=== PROBLEM DESCRIPTION ===
Copy the following entries word for word.

**** EXCERPTED RECORDS ****

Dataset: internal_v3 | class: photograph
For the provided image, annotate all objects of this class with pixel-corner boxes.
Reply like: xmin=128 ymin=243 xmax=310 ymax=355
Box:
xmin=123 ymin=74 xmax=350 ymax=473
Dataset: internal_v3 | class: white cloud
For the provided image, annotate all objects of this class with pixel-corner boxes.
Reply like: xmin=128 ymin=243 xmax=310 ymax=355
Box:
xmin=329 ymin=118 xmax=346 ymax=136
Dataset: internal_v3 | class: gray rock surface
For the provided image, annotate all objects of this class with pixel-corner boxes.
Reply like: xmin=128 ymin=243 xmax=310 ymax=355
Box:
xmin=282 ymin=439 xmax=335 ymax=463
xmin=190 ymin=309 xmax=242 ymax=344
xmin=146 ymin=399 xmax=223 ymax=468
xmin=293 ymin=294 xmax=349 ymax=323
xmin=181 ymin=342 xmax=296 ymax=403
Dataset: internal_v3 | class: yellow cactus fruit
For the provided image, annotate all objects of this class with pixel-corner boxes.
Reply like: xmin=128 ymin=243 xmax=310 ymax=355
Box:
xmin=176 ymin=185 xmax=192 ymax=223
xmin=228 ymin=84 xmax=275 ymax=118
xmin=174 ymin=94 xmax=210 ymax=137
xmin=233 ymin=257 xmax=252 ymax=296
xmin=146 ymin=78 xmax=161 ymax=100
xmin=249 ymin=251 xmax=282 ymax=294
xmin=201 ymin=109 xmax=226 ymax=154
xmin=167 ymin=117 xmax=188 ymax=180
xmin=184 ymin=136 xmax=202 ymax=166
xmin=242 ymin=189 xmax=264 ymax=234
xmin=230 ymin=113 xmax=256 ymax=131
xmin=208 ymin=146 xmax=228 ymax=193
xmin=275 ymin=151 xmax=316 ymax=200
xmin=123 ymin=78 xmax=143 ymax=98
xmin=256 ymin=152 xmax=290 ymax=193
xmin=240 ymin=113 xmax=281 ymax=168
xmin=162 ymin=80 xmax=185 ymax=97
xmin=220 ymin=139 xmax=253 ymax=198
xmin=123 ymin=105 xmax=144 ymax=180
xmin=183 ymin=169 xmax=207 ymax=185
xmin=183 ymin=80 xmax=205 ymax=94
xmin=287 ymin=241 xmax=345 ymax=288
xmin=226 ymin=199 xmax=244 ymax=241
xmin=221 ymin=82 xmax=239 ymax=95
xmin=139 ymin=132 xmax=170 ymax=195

****

=== REPLY TO THE TASK ===
Dataset: internal_v3 | class: photograph
For the provided image, annotate all objects of this class with pixel-corner boxes.
Reply like: xmin=128 ymin=243 xmax=310 ymax=355
Box:
xmin=123 ymin=74 xmax=350 ymax=473
Dataset: internal_v3 | class: white cloud
For the provided image, annotate all objects of this class with pixel-corner boxes.
Reply like: xmin=128 ymin=243 xmax=310 ymax=355
Box:
xmin=329 ymin=118 xmax=346 ymax=136
Dataset: internal_v3 | class: gray rock surface
For the provided image, annotate all objects of this class with pixel-corner boxes.
Reply like: xmin=128 ymin=243 xmax=310 ymax=355
Box:
xmin=282 ymin=439 xmax=335 ymax=463
xmin=190 ymin=309 xmax=242 ymax=344
xmin=146 ymin=399 xmax=223 ymax=468
xmin=293 ymin=294 xmax=349 ymax=323
xmin=181 ymin=342 xmax=296 ymax=403
Dataset: internal_v3 | class: yellow cactus fruit
For the provided image, annotate all objects of this class with pixel-corner boxes.
Reply like: xmin=128 ymin=243 xmax=310 ymax=355
Box:
xmin=176 ymin=185 xmax=192 ymax=223
xmin=228 ymin=84 xmax=275 ymax=118
xmin=174 ymin=94 xmax=210 ymax=137
xmin=233 ymin=257 xmax=252 ymax=296
xmin=146 ymin=78 xmax=161 ymax=100
xmin=249 ymin=251 xmax=282 ymax=294
xmin=201 ymin=109 xmax=226 ymax=154
xmin=167 ymin=117 xmax=188 ymax=180
xmin=184 ymin=136 xmax=202 ymax=166
xmin=242 ymin=189 xmax=264 ymax=234
xmin=230 ymin=113 xmax=256 ymax=131
xmin=208 ymin=146 xmax=228 ymax=193
xmin=275 ymin=151 xmax=316 ymax=200
xmin=123 ymin=78 xmax=143 ymax=98
xmin=256 ymin=152 xmax=290 ymax=193
xmin=240 ymin=113 xmax=281 ymax=168
xmin=162 ymin=80 xmax=185 ymax=97
xmin=220 ymin=139 xmax=253 ymax=198
xmin=123 ymin=105 xmax=144 ymax=180
xmin=183 ymin=169 xmax=207 ymax=185
xmin=183 ymin=80 xmax=205 ymax=94
xmin=287 ymin=241 xmax=345 ymax=288
xmin=226 ymin=199 xmax=244 ymax=241
xmin=221 ymin=82 xmax=239 ymax=95
xmin=139 ymin=132 xmax=170 ymax=195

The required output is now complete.